### Extract
---

Otherwise, assisted migration of plants in response to climate is mostly in the talking stage. More work has been done with animals. Scientists from Durham University in Great Britain introduced two butterfly species to new sites up to 40 miles outside their range in northern England. In Australia, land managers have focused more on native birds and mammals than on plants, undertaking some 200 assisted relocations of 42 vertebrate species. Many of these relocations weren’t made in anticipation of climate changes but for more immediate environmental concerns, such as the presence of cats, foxes or other introduced predators. For that reason the captive-bred dibbler, a rodent-like marsupial, was introduced to a predator-free island.

When it comes to assisted migration to adapt to climate change, caution has generally trumped action. “Most places in the world are doing research but they’re very reluctant to move into practice,” says Aitken. “We sold people so well on the ‘local is best’ that it’s a big change to all of a sudden say, ‘Well you might want to get your seed from somewhere else.’”

---

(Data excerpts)
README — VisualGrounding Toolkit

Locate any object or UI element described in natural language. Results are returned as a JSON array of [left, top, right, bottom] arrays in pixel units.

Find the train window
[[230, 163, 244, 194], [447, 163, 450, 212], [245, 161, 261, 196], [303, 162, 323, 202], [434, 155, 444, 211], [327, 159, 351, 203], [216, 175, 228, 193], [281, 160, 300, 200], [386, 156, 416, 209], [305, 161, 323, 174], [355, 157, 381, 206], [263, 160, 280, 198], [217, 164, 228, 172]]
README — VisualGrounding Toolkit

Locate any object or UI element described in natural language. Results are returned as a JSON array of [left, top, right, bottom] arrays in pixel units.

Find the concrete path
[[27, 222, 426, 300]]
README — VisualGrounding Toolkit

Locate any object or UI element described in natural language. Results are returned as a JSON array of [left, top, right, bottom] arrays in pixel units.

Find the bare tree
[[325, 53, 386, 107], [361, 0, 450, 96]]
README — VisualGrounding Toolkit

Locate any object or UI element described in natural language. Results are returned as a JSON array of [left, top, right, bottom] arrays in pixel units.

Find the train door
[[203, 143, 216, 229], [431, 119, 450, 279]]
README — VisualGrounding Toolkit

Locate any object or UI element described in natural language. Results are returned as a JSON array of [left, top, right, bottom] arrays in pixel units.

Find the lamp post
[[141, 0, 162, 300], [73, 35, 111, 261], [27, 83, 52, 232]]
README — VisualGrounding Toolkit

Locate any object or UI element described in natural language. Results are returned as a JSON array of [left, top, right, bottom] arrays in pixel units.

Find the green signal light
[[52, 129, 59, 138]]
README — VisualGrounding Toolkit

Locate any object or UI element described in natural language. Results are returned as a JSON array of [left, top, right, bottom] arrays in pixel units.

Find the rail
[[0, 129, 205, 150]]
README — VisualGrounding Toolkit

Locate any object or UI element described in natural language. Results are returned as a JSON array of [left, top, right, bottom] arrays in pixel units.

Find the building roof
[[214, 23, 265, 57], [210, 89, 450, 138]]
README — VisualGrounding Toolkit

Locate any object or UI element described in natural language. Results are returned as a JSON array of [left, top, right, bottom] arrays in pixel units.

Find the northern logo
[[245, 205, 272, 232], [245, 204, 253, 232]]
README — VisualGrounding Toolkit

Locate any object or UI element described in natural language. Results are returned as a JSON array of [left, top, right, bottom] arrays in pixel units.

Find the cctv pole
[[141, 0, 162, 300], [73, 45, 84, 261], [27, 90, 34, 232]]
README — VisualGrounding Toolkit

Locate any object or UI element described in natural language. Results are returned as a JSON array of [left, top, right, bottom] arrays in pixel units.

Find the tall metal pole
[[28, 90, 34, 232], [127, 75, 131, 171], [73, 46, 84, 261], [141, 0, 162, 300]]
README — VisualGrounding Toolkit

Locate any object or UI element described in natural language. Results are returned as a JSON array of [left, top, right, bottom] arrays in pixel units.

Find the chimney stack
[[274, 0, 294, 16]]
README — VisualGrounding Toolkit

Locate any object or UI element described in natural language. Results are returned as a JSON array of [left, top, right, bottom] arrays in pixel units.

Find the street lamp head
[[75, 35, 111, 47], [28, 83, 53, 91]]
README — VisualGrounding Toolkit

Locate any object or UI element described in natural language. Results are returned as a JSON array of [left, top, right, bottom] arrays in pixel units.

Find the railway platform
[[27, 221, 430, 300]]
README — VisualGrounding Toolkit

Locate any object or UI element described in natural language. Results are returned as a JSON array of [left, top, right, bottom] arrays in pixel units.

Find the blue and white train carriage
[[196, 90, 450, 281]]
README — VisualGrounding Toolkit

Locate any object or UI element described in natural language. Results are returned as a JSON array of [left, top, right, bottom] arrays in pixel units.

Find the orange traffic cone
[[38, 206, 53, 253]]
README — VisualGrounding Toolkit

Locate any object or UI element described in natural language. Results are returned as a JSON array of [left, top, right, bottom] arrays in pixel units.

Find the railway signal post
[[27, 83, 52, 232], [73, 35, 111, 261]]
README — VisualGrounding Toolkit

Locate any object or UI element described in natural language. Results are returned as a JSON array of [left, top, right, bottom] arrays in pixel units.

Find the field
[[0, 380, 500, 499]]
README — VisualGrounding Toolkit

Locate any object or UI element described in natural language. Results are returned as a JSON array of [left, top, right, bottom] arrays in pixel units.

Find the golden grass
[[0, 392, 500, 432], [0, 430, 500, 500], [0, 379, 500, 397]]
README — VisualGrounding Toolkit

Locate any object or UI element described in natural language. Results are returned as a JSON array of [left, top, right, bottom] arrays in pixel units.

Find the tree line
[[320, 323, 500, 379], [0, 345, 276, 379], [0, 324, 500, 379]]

---

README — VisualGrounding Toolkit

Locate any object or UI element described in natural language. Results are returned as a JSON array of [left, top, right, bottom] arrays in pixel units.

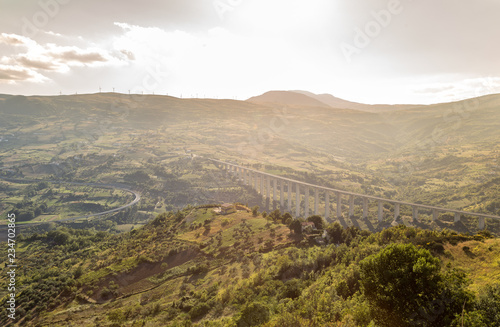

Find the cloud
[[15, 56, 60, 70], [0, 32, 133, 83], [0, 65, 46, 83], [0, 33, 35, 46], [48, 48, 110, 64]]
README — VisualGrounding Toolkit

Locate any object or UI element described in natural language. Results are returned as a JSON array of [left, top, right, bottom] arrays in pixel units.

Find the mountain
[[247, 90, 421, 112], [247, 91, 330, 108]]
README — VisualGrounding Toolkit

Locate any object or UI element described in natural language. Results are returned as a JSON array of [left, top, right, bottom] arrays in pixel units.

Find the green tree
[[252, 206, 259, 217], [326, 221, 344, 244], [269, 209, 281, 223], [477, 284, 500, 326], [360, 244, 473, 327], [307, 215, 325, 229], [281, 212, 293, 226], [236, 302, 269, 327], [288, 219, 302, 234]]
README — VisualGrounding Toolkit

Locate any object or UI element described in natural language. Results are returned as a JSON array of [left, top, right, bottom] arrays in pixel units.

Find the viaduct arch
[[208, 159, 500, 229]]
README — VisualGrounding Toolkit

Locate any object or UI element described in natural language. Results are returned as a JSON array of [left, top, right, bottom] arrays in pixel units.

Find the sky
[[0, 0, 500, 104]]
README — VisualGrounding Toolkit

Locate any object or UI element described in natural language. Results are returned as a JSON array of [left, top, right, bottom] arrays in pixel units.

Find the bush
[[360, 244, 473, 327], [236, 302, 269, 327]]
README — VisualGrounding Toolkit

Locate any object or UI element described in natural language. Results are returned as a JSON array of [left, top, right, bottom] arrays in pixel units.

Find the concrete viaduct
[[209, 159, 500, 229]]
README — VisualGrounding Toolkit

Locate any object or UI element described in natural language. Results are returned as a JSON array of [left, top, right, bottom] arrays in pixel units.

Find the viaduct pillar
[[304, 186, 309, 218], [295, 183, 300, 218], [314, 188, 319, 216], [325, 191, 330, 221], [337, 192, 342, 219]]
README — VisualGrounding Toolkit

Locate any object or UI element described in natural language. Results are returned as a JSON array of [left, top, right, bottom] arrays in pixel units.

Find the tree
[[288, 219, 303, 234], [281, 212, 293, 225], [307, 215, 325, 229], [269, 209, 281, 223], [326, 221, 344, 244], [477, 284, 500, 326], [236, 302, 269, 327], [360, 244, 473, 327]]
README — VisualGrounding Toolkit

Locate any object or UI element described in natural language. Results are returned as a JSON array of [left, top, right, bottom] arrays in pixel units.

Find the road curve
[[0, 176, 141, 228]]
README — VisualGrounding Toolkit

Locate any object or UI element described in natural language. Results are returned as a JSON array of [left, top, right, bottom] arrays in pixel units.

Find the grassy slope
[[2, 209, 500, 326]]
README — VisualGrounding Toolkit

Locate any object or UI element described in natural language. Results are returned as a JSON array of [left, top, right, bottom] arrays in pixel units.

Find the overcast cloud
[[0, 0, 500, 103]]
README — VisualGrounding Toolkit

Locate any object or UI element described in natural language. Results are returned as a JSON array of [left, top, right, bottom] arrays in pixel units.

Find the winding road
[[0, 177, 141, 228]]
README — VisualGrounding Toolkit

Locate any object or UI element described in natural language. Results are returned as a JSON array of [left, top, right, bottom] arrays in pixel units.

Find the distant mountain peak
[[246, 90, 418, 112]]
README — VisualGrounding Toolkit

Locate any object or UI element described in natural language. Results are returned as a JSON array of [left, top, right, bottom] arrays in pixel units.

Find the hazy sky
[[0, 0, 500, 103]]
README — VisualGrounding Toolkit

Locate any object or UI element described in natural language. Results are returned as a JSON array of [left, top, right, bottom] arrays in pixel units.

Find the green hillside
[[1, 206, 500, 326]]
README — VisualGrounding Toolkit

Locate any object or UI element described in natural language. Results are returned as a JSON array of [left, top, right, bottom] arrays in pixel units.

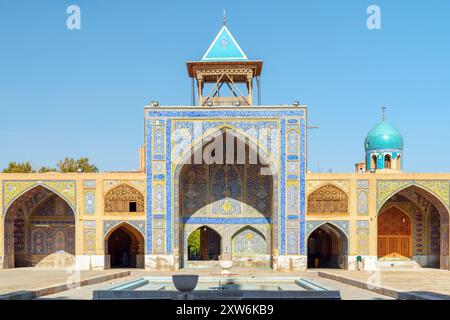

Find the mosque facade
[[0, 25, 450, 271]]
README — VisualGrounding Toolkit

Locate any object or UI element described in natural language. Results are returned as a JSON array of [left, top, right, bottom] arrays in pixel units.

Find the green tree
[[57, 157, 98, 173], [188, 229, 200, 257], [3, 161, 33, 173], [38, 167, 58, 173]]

---

### Brief A
Could you repeat, word for word, the assisted migration passage between "Otherwise, assisted migration" and "a predator-free island.", inclusive?
### Brief B
What numerical quantities does the assisted migration passage give? List each one with what it counts or measures.
The records stand apart from the text and are not part of it.

### Expected output A
Otherwise, assisted migration of plants in response to climate is mostly in the talking stage. More work has been done with animals. Scientists from Durham University in Great Britain introduced two butterfly species to new sites up to 40 miles outside their range in northern England. In Australia, land managers have focused more on native birds and mammals than on plants, undertaking some 200 assisted relocations of 42 vertebrate species. Many of these relocations weren’t made in anticipation of climate changes but for more immediate environmental concerns, such as the presence of cats, foxes or other introduced predators. For that reason the captive-bred dibbler, a rodent-like marsupial, was introduced to a predator-free island.

### Expected output B
- two: butterfly species introduced to new sites
- 40: miles outside their range, the farthest the new sites lay
- some 200: assisted relocations in Australia
- 42: vertebrate species relocated